Please repeat the data exactly, leaving nothing out.

◆ Source material:
- - - - - - -

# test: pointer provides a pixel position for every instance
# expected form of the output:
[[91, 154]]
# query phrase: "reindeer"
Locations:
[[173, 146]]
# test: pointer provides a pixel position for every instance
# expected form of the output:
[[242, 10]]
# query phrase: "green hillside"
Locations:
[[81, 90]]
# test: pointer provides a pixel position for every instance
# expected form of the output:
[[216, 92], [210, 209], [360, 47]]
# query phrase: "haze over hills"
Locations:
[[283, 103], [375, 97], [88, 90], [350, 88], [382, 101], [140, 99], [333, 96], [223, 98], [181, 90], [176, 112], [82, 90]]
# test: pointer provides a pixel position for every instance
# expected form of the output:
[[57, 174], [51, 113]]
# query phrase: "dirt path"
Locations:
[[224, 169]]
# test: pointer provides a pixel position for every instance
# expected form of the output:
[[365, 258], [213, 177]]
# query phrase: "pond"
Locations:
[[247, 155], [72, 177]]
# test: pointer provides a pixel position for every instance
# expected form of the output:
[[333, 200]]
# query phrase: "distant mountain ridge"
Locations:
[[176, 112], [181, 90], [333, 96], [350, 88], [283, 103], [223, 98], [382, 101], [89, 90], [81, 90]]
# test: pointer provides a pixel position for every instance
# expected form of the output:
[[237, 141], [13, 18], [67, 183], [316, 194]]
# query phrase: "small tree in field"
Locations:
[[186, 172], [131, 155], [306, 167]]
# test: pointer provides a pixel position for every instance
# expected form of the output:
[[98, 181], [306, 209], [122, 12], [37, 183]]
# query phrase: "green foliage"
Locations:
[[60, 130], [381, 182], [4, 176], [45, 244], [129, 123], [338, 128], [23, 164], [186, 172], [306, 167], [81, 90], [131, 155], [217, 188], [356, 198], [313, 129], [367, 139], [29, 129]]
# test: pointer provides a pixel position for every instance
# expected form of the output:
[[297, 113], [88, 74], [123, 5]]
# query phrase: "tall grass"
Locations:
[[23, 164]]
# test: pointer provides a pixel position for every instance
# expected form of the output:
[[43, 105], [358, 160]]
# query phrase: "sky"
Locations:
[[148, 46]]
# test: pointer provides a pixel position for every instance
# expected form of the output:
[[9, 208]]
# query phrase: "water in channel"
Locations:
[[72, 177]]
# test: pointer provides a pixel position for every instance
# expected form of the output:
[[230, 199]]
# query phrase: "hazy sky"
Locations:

- - - - - - -

◆ Task solution:
# test: pointer provides a pixel position for every instance
# expected form of the output:
[[91, 154]]
# query phrase: "reindeer"
Locations:
[[173, 146]]
# test: pointer provides a pixel position for every instance
# expected form of the output:
[[242, 10]]
# query phrase: "green hillside"
Locations:
[[81, 90]]
# test: pointer provides a pixel position for every instance
# expected form of the output:
[[216, 92], [210, 209], [360, 47]]
# query phrase: "haze over hills"
Locations:
[[283, 103], [375, 97], [88, 90], [350, 88], [382, 101], [140, 99], [333, 96], [223, 98], [181, 90], [176, 112], [82, 90]]
# test: pointer provides a pixel position for every instance
# expected form of the output:
[[57, 174], [51, 113]]
# query phrase: "dirt path"
Locations:
[[224, 169]]
# test: pointer provides a pixel position for every instance
# expected form of the output:
[[365, 258], [213, 177]]
# query phrase: "pond"
Locations:
[[247, 155], [72, 177]]
# test: pointer provides a pixel position for every instance
# expected form of the output:
[[333, 200]]
# query phrase: "distant mountain ridge"
Locations:
[[176, 112], [181, 90], [333, 96], [350, 88], [283, 103], [223, 98], [382, 101], [89, 90], [81, 90]]
# test: pointer provides a pixel position for every instance
# expected form of the output:
[[237, 141], [13, 18], [67, 183], [316, 194]]
# query phrase: "small tree in field"
Locations:
[[186, 172], [131, 155], [306, 167]]
# test: pointer provides a pixel position for every instance
# expected form of the output:
[[98, 181], [306, 209], [122, 12], [37, 183]]
# query phrase: "green foliage"
Locations:
[[60, 130], [381, 182], [4, 176], [45, 244], [129, 123], [338, 128], [23, 164], [186, 172], [306, 167], [81, 90], [131, 155], [217, 188], [356, 198], [313, 129], [367, 139], [29, 129]]
# test: pointer provides a pixel position for every instance
# expected form of the output:
[[297, 113], [88, 74], [123, 5]]
# query phrase: "tall grass"
Locations:
[[23, 164]]
# test: pointer provides a pixel position for every instance
# expected form of the output:
[[43, 105], [358, 160]]
# query phrase: "sky"
Locations:
[[148, 46]]
# test: pointer provides a pixel position for every instance
# expected form of the output:
[[9, 208]]
# query phrase: "water in channel"
Locations:
[[72, 177]]
# test: pointer provides a pixel position for every instance
# expected form of the output:
[[230, 199]]
# query phrase: "hazy sky"
Locations:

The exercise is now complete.